John Pluecker: The Quarterly Conversation is publishing Daniel Shapiro’s translation of your story “Lizard á la Heart” in this issue. Can you talk a bit about the origins of the story and how it fits into your larger project as an author?
Roberto Ransom: When I was very young, eight or nine years old, I read a novel about a young boy and his dog that travel through the bayous in a wooden dug-out canoe, in a world of water and plant life, the large trees and their hanging limbs—willows mostly, I imagine—as silent, omnipresent witnesses, hunting for snakes. The boy has a long, pronged stick with which he traps them against a hard surface, takes them behind the head, “milks” their venom into a jar, and then releases them back into the water or back onto the land, from the same place he’d taken them. He sells the venom to the pharmaceutical companies. His father is not present or has died, and he takes care of his mother and younger sister or sisters. This story impressed me deeply. Years later I read one of Pynchon’s novels—I think V—in which one of the narratives is about a group of teenagers who live by hunting the huge, blind, white alligators that live beneath New York City in the sewer system—whose origin are the baby alligators brought back from Florida over the winter holidays and then eventually flushed down the toilets—and selling the skins. A third literary source would be Jean-Pierre Hallet’s Animal Kitabu, a fascinating read. Another “seed” came from our actual lives and a series of problems that arose when we purchased and moved into a new home we later found out had a plethora of legal complications having to do with the home and the land it was on: we had bought the house, but the land it was built on still belonged to a third party. Then the ex-owner wanted his house back and showed up at all hours of the night, drunk and shouting threats mixed with pleading. This somehow metamorphosed into an overgrown pet that threats, moans, and literally rips the family apart.

Data for review
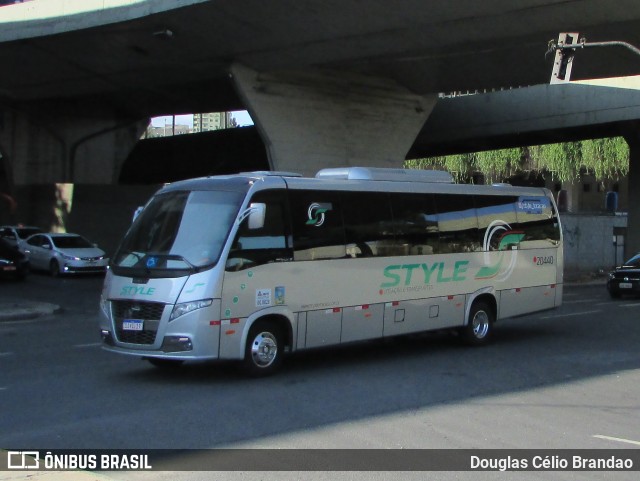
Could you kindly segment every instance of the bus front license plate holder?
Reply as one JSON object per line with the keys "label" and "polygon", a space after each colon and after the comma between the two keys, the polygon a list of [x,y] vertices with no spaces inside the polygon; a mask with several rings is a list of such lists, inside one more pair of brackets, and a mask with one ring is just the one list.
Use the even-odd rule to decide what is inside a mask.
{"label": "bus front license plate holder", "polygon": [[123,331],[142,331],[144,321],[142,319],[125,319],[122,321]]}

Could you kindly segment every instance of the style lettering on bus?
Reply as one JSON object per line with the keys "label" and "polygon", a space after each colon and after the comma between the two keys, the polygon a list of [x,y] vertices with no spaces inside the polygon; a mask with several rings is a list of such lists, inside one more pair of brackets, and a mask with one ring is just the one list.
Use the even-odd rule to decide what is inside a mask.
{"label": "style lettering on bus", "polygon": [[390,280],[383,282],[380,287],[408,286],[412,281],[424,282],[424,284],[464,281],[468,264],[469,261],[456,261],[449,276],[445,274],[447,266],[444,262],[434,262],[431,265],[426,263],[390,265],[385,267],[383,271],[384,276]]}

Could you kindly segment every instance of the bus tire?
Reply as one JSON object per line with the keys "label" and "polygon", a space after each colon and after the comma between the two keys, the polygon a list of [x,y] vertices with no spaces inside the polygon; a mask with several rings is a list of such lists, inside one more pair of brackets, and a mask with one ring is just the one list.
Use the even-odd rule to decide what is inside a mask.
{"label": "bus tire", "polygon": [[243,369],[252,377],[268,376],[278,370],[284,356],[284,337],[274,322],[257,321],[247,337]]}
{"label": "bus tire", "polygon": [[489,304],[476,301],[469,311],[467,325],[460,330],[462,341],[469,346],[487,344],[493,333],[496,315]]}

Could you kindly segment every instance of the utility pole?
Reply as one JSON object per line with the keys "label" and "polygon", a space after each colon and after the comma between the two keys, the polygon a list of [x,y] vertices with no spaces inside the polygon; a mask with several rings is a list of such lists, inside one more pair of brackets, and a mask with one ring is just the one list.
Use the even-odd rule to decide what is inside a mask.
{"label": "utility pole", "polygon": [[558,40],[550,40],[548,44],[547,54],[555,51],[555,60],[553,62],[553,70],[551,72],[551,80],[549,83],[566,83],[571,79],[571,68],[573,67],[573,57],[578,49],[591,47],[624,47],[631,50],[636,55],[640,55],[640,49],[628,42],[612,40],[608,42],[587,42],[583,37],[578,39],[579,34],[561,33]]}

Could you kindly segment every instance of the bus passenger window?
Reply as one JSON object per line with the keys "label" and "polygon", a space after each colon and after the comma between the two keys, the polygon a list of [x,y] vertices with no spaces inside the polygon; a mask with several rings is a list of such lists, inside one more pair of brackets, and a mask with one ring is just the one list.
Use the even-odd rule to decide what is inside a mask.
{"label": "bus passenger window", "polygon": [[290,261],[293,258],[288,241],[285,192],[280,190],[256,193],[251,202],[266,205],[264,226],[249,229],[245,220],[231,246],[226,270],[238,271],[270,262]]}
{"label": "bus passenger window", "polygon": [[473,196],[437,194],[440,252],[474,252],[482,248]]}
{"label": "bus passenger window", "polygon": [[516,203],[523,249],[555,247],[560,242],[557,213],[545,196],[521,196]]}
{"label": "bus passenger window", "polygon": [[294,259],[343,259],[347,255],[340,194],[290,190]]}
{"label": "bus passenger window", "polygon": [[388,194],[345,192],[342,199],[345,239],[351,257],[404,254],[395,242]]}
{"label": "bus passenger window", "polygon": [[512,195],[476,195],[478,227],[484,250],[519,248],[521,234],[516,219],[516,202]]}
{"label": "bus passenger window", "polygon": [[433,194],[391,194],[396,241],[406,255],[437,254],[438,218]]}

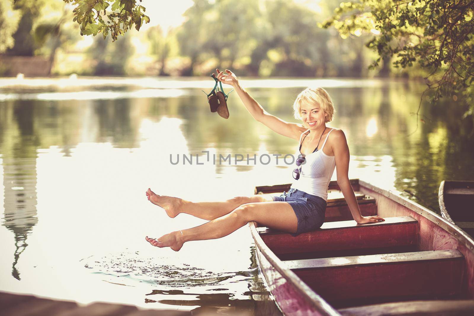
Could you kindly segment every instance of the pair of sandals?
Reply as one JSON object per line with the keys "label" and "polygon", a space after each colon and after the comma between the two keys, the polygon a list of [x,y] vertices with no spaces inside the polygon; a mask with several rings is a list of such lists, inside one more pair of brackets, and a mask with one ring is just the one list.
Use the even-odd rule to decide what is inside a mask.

Parts of the exercise
- A) In the interview with Roberto Ransom, what does the boy in the novel Ransom read as a child do with the snake venom he collects?
- B) Please carry on the interview with Roberto Ransom about his story "Lizard á la Heart," starting after its last sentence.

Answers for the exercise
- A) He sells it to the pharmaceutical companies.

- B)
As a last seed, but after the fact: I did have pretty good notions of Egyptian civilization and mythology, but I only realized the connection between the Egyptian nature of my crocodile when I visited, four years after the story had been written and published, an exposition in the Museum of Anthropology in Mexico City on the Egyptian solar gods. And there was my crocodile, especially in a small figure—three inches tops.
JP: I was able to find and read some of your early works, specifically Historia de dos leones (A Tale of Two Lions) and La línea del agua (The Water Line), which, though not your very first books are among your early ones from the 1990s. How did you initially come to writing? Why did you decide to remain?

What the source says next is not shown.